What is Technical SEO?
Technical SEO refers to optimizations to a website and server which help search engines crawl and index pages more effectively. The result is improvements in organic rankings, clicks, traffic, and — for ecommerce brands — sales and revenue. These optimizations are a bit behind the scenes, but work to fuel your site's organic growth.
Any good technical SEO strategy begins with figuring out your site's existing weak spots and opportunities for improvements, and that starts with a technical SEO audit by an experienced SEO agency.
Technical SEO vs. On-Page SEO vs. Off-Page SEO
The world of SEO and the tasks related to optimization can be broken down into 3 main parts: technical SEO, on-page SEO, and off-page SEO. All three are important for a strong and effective SEO strategy.
Let's briefly cover what each means.
Technical SEO
Technical SEO is largely within your control as a site owner. That said, certain website providers may limit access to some technical SEO optimizations, making it more difficult to customize your site as needed for optimal SEO.
It's essential to understand the capabilities and limitations of your site's setup so you can make better decisions on which hosting providers and platforms work best for your site's goals. Even with access to many of the areas you would need to optimize for technical SEO, it's still pretty difficult to master without experience, which is why we always recommend partnering with qualified technical SEO experts.

* **To do**:
1. Answer these from the technical SEO text:
(a) What does technical SEO help search engines do more effectively?
(b) Into which three main parts can the world of SEO be broken down?
(c) What may certain website providers limit access to?
2. Carry on the text about technical SEO from its last sentence.
The material that comes after this text has nothing to do with it.

* **Source excerpt**:
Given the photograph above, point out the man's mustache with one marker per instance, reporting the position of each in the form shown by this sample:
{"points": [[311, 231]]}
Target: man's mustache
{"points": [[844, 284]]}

* **Answers to the problems**:
1.
(a) Crawl and index pages.
(b) Technical SEO, on-page SEO, and off-page SEO.
(c) Some technical SEO optimizations.

2.
On-Page SEO
On-page SEO refers to the content you deliver to the search engines when you publish it. This tells the search engines what your page is about. It includes your headings, content, images, alt text, meta tags, URLs, and linking. You have the most control over this facet of SEO because it is literally everything you create on your site. When you publish a blog post or edit content on a product page, that is on-page SEO.
Off-Page SEO
Off-page SEO or off-site SEO refers to how much of an authority your content is compared to other pages. It is essentially how well-known your content is from around the web and is generally measured with backlinks. Think of this like a vote of confidence from the internet about the quality and usefulness of your site and its pages.
Note that we said quality and not quantity! Google rewards sites with quality backlinks from reputable and relevant sources. A good off-site strategy involves leveraging existing partnerships and performing outreach within your niche's online community. Do this well and you'll gain authority. However, spamming links to your site may result in penalties and loss of rankings. Proceed with caution.
Why is Technical SEO Important?
Technical SEO directly impacts your site's crawlability, indexability, accessibility, rankability, and clickability. In other words, it is extremely important for brands looking to maximize their organic traffic, sales, and revenue.
If your website is lacking in its technical SEO foundations, it will be more prone to the negative effects of frequent Google algorithm updates, and may not communicate with search engines properly. Ultimately, the downside of ignoring technical SEO is not being found on the internet — and for brands that rely on internet sales, that can be detrimental to success.
In short, technical SEO helps search engines find and understand your web pages more easily. So, how exactly does it all work? Below, we'll break down the fundamentals of technical SEO, including page speed, sitemaps, canonical URLs, schema markup, duplicate content, and much more.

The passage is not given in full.